:: Consigne 1 ::
Pouvez-vous recopier les entrées, depuis leur début jusqu'à la ligne contenant « M 0 82 L 54 » incluse, en remplaçant « vegetation » par « foliage » et sans rien modifier d'autre ?

:: Extrait ::
········

Ces considérations ne sont pas étrangères au refus que les dirigeants de la Fédération générale du travail de Belgique, au demeurant soucieux de se cantonner dans de strictes activités syndicales, ont opposé à la constitution au sein de leur organisation d’une section proprement algérienne. Des membres du F.L.N. s’en montraient partisans. Après quelques réunions où il fut apparemment plus question de la  » lutte du peuple algérien pour sa libération  » que des problèmes intéressant les charbonnages, les syndicalistes belges mirent fin à l’expérience. Les Algériens eurent l’habileté de ne pas insister et adhérèrent, à titre individuel, à la F.G.T.B. Et les chefs syndicaux, qui ont souvent un aspect prospère d’industriels, se plaisent à souligner l’assiduité que ces adhérents apportent à renouveler les timbres de leur cotisation et à assister aux réunions communes.

········

:: Données à traiter ::
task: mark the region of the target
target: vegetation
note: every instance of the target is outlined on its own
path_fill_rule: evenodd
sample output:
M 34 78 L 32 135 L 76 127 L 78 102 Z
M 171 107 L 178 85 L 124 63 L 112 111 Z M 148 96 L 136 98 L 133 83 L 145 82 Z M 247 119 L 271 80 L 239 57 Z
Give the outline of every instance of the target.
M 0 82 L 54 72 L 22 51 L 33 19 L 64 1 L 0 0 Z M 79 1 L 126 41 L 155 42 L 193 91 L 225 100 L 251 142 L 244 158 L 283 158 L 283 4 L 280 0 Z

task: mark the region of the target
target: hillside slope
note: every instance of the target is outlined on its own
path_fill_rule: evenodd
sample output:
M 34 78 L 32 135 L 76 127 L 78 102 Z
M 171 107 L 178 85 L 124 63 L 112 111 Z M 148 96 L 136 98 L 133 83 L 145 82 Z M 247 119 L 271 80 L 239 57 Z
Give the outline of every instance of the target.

········

:: Consigne 2 ::
Pouvez-vous reproduire l'extrait en entier, à l'identique ?

:: Réponse rédigée 1 ::
task: mark the region of the target
target: foliage
note: every instance of the target is outlined on its own
path_fill_rule: evenodd
sample output:
M 34 78 L 32 135 L 76 127 L 78 102 Z
M 171 107 L 178 85 L 124 63 L 112 111 Z M 148 96 L 136 98 L 133 83 L 145 82 Z M 247 119 L 271 80 L 239 57 Z
Give the outline of every instance of the target.
M 0 82 L 54 72 L 22 51 L 33 19 L 64 1 L 0 0 Z M 79 1 L 126 41 L 155 42 L 193 91 L 225 100 L 251 142 L 244 158 L 283 158 L 283 4 L 280 0 Z

:: Réponse rédigée 2 ::
Ces considérations ne sont pas étrangères au refus que les dirigeants de la Fédération générale du travail de Belgique, au demeurant soucieux de se cantonner dans de strictes activités syndicales, ont opposé à la constitution au sein de leur organisation d’une section proprement algérienne. Des membres du F.L.N. s’en montraient partisans. Après quelques réunions où il fut apparemment plus question de la  » lutte du peuple algérien pour sa libération  » que des problèmes intéressant les charbonnages, les syndicalistes belges mirent fin à l’expérience. Les Algériens eurent l’habileté de ne pas insister et adhérèrent, à titre individuel, à la F.G.T.B. Et les chefs syndicaux, qui ont souvent un aspect prospère d’industriels, se plaisent à souligner l’assiduité que ces adhérents apportent à renouveler les timbres de leur cotisation et à assister aux réunions communes.